Referring expression data
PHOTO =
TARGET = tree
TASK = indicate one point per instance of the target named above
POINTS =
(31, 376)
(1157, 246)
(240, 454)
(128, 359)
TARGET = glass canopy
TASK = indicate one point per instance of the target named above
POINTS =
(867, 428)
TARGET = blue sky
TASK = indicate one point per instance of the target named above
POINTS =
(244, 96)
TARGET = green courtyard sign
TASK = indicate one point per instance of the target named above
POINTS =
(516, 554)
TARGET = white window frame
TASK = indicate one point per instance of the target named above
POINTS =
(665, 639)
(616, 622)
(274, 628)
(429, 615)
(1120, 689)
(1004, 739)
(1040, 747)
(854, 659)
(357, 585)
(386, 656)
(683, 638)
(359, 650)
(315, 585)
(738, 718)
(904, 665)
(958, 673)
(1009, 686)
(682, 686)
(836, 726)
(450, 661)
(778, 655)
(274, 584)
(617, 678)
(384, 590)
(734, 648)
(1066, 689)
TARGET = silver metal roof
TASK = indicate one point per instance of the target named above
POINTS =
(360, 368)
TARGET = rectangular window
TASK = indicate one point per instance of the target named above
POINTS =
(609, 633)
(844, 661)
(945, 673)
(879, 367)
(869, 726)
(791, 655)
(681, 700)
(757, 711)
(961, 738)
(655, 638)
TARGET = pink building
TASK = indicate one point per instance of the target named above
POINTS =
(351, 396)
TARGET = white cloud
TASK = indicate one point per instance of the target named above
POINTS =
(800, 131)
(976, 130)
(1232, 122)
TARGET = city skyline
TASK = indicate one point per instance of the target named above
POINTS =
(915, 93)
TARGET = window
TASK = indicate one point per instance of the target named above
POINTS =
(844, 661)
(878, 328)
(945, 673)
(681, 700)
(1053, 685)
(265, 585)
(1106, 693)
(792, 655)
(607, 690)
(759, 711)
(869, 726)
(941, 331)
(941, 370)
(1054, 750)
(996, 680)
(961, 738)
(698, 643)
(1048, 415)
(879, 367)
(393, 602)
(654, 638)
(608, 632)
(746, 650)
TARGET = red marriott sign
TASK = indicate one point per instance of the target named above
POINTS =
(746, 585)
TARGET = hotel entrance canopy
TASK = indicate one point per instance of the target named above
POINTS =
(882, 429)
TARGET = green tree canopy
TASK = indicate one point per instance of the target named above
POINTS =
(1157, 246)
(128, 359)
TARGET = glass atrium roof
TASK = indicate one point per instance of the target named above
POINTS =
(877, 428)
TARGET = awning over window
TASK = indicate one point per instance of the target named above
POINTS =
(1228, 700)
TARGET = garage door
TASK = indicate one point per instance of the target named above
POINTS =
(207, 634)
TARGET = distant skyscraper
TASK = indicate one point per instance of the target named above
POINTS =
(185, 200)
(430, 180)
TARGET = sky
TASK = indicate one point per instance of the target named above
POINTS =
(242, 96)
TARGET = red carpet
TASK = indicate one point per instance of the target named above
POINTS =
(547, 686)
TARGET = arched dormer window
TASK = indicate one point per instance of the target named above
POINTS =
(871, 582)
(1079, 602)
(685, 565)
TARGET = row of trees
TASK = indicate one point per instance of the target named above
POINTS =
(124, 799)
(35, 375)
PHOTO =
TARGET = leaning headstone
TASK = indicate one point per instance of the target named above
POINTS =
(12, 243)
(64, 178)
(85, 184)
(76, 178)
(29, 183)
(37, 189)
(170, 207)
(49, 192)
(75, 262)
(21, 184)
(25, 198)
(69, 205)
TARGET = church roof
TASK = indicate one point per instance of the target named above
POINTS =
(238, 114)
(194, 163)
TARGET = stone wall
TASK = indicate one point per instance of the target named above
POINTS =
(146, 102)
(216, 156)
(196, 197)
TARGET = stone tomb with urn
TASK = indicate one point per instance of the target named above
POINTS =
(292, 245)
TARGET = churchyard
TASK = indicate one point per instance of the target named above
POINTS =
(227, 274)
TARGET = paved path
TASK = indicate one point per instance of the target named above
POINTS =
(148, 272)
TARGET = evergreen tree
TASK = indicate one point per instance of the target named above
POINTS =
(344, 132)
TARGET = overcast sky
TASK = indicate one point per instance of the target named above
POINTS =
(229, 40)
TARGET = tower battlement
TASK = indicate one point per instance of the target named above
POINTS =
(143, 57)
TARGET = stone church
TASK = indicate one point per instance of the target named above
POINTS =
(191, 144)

» **Assigned task**
Extract every line of the records above that contains the word "canopy".

» **Output below**
TARGET = glass canopy
TARGET = hotel entrance canopy
TARGET = green tree canopy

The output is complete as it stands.